Passage:
The seductive shortcut here is to use the lead’s current turn-start time as solicit_sent_at. It’s “free” — already in the context — and it’s almost right.

It’s not right. A single lead turn can:

Start at wall-clock T.
Receive Codex review JSON over five minutes.
Mint a fresh id.
Send the next solicitation, at wall-clock T + 5min.

A queued idle from a prior round with idle.timestamp = T + 2min slots neatly between turn-start and actual-send. Comparing to T says “this idle came after my round started, so it must be a response to my new solicit.” It can’t be — the SendMessage for that solicit hadn’t happened yet.

The protocol requires date -u as the last tool call before SendMessage, every time. The spec wording — “the field-definition rule above is binding — assistant-turn start is NOT valid” — exists because someone (me) tried to optimize the Bash call away and reintroduced the race.

This is the smallest concrete fix in the protocol. It is also the one that took me longest to believe.

#5 — `expected_request_id == null` collapse

By the time you have a request-id counter and a timestamp guard, you have two state variables that interact: expected_request_id (the id the lead is waiting on, or null) and awaiting_reply (boolean). The merge temptation is real — isn’t expected_request_id == null the same as awaiting_reply == false?

Work to complete:
- 1) Copy out the protocol passage word for word between "The seductive shortcut" and "wall-clock T + 5min.", inclusive.
- 2) In the protocol passage, what does the protocol require as the last tool call before SendMessage?
The data after the protocol passage is separate material with no connection to it.

Data listing:

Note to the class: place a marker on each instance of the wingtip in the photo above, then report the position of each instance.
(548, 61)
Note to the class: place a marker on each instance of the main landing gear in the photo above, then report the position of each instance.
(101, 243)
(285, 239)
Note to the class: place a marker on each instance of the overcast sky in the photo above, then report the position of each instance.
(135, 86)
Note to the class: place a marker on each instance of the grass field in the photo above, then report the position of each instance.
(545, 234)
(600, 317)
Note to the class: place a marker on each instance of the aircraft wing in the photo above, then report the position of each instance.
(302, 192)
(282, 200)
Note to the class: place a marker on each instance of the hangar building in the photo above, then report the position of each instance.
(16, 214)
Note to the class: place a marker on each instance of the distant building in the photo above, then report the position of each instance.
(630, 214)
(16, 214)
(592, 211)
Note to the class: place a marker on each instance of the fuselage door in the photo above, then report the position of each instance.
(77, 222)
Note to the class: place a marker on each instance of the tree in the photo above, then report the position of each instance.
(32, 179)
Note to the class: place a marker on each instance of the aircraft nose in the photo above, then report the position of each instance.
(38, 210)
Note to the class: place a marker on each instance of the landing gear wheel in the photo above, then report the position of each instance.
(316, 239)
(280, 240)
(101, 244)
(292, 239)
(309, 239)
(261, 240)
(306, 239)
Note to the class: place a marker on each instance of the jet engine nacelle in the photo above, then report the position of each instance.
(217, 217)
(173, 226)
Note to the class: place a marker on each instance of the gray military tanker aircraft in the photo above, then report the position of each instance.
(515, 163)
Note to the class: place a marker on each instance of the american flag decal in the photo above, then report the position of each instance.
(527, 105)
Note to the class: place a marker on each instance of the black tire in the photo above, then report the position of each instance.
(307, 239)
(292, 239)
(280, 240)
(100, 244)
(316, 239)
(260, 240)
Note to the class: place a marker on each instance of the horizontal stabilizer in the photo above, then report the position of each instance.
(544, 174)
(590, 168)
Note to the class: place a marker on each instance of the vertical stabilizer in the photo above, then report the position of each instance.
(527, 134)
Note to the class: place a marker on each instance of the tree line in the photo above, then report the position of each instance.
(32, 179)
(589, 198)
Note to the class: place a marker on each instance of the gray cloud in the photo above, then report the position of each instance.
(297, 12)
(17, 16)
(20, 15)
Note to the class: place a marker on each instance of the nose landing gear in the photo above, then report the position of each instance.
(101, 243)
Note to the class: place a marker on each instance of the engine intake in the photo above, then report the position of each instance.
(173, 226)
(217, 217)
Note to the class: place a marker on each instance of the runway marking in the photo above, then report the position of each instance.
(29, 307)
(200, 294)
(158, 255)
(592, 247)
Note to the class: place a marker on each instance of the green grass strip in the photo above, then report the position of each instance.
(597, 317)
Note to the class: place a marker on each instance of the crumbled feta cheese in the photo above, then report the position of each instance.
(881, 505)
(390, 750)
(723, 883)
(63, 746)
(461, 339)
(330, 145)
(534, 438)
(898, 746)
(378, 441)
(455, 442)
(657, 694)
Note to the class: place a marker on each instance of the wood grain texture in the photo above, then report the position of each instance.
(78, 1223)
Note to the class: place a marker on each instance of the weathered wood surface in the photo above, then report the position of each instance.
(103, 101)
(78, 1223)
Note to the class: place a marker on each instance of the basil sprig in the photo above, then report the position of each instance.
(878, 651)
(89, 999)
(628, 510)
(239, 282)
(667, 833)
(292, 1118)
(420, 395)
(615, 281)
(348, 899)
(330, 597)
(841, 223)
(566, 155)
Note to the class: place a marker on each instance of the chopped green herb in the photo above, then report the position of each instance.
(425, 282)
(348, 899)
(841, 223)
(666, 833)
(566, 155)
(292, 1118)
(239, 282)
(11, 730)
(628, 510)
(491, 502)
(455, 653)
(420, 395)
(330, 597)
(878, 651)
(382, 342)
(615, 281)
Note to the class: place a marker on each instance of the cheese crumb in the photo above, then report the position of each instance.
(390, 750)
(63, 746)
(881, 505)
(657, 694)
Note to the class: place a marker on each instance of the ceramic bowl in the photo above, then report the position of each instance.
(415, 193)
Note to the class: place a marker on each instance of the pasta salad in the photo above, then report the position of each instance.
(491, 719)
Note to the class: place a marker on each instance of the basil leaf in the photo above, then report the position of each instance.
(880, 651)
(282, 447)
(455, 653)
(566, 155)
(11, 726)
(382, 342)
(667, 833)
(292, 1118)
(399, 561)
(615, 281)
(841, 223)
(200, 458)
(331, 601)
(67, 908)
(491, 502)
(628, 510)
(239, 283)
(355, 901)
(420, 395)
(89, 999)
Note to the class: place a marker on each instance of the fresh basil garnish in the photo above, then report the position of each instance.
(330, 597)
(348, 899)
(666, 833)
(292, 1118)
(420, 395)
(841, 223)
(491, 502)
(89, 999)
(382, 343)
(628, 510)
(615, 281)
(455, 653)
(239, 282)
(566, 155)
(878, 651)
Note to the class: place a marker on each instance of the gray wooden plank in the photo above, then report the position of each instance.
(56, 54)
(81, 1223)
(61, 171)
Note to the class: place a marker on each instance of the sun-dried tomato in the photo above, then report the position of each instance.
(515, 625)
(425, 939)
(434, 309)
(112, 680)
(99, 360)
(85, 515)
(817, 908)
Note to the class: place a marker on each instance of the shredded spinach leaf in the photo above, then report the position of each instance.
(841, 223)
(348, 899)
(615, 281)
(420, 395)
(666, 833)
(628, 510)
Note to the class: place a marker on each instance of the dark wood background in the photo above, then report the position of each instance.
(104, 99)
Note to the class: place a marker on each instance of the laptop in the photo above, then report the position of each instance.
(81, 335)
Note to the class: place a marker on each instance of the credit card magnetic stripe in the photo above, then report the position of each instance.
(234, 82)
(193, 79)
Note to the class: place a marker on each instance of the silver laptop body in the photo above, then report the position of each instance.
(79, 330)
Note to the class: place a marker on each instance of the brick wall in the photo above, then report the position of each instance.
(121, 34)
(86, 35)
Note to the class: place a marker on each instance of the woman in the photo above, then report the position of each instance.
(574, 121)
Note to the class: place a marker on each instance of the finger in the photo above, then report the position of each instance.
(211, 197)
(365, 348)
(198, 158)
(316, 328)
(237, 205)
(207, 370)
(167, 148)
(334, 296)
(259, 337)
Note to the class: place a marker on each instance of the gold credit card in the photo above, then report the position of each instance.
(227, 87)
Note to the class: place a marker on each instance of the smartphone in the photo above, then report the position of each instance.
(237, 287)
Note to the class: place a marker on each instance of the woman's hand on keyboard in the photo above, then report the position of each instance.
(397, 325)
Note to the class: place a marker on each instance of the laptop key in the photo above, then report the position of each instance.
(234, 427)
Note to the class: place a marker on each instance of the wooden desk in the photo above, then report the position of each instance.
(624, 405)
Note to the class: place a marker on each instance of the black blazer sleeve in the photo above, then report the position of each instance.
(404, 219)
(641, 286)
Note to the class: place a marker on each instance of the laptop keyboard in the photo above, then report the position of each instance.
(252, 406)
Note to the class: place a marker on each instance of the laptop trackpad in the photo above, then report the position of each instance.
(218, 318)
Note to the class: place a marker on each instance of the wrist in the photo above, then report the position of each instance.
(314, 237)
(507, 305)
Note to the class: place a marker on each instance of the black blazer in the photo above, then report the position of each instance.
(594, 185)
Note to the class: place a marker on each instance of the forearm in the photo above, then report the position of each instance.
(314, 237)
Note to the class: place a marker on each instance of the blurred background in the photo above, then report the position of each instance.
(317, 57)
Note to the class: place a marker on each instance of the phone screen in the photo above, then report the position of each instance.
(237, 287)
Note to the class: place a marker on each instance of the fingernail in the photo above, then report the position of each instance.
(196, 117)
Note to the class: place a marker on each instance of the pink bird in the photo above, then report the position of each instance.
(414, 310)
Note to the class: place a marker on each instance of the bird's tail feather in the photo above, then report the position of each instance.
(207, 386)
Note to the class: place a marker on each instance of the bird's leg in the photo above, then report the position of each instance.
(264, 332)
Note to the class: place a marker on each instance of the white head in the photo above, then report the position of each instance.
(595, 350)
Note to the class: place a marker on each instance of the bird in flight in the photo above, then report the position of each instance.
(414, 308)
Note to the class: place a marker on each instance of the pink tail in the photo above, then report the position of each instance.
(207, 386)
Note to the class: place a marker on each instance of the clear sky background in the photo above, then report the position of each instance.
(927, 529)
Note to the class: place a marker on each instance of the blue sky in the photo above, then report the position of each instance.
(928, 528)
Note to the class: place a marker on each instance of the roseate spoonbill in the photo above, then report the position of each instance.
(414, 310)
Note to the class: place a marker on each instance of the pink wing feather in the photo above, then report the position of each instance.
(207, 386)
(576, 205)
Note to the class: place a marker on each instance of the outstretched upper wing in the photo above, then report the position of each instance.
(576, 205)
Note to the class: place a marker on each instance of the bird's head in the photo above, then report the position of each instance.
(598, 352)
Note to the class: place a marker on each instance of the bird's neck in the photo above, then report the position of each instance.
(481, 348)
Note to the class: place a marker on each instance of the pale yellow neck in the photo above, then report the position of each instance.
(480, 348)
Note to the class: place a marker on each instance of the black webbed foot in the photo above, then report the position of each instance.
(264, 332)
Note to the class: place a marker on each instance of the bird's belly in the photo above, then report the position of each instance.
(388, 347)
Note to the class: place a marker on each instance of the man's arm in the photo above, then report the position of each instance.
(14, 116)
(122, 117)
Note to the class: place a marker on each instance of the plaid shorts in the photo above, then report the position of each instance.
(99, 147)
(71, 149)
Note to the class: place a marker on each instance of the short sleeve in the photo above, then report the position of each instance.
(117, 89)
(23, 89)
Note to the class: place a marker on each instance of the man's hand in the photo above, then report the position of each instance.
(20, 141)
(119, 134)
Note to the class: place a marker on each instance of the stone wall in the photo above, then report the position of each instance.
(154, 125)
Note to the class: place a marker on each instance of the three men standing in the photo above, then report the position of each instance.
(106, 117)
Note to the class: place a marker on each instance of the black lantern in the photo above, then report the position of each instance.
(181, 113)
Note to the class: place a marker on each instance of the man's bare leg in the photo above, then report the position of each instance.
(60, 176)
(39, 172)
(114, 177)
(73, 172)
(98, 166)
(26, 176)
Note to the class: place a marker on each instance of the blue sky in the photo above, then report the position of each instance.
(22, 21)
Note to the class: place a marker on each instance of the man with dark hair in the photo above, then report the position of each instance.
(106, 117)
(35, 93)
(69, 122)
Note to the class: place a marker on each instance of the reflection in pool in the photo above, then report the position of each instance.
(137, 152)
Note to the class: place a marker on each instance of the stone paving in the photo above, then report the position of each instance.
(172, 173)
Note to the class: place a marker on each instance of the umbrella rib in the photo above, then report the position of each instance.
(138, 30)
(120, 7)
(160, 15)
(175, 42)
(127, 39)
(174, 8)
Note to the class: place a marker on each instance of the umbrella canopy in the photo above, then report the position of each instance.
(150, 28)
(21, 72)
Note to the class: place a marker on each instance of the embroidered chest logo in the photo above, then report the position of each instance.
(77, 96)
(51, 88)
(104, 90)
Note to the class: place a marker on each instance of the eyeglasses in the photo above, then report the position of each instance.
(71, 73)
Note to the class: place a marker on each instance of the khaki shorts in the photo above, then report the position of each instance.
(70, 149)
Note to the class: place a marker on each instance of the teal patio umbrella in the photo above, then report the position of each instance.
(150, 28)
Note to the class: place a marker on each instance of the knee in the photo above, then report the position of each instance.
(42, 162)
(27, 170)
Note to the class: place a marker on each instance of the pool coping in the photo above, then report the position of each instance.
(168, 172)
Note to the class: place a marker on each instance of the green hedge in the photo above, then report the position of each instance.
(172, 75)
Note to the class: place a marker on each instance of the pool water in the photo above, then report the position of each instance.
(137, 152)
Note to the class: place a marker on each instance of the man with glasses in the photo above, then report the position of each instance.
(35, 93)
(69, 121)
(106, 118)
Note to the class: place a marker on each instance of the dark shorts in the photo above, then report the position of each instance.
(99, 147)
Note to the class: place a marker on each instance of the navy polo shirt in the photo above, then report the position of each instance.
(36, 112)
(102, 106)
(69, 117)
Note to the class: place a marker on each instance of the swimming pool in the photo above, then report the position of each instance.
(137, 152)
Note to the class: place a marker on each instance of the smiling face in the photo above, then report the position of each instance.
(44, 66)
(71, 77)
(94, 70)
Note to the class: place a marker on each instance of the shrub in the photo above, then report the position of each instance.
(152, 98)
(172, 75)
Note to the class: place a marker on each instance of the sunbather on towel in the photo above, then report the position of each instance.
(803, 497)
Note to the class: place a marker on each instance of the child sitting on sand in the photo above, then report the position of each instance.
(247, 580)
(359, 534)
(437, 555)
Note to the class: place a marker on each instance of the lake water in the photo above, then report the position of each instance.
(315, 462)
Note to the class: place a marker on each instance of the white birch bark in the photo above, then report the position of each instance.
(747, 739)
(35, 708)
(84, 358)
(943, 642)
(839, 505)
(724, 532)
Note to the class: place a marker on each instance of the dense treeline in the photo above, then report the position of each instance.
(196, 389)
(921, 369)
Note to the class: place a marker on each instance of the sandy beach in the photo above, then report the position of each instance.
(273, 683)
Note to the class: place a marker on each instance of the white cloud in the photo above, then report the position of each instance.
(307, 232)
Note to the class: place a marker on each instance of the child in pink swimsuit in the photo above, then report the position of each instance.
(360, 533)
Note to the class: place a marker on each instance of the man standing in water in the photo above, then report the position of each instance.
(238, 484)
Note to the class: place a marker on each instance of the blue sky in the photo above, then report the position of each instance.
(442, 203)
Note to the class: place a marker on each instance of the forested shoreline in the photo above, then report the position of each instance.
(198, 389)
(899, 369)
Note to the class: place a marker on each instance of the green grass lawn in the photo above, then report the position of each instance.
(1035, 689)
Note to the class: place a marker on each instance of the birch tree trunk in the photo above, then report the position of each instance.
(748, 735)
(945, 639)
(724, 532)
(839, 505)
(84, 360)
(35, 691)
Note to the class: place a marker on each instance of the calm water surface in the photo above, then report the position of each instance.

Responses to the exercise:
- 1)
The seductive shortcut here is to use the lead’s current turn-start time as solicit_sent_at. It’s “free” — already in the context — and it’s almost right.

It’s not right. A single lead turn can:

Start at wall-clock T.
Receive Codex review JSON over five minutes.
Mint a fresh id.
Send the next solicitation, at wall-clock T + 5min.

- 2) It requires date -u as the last tool call before SendMessage, every time.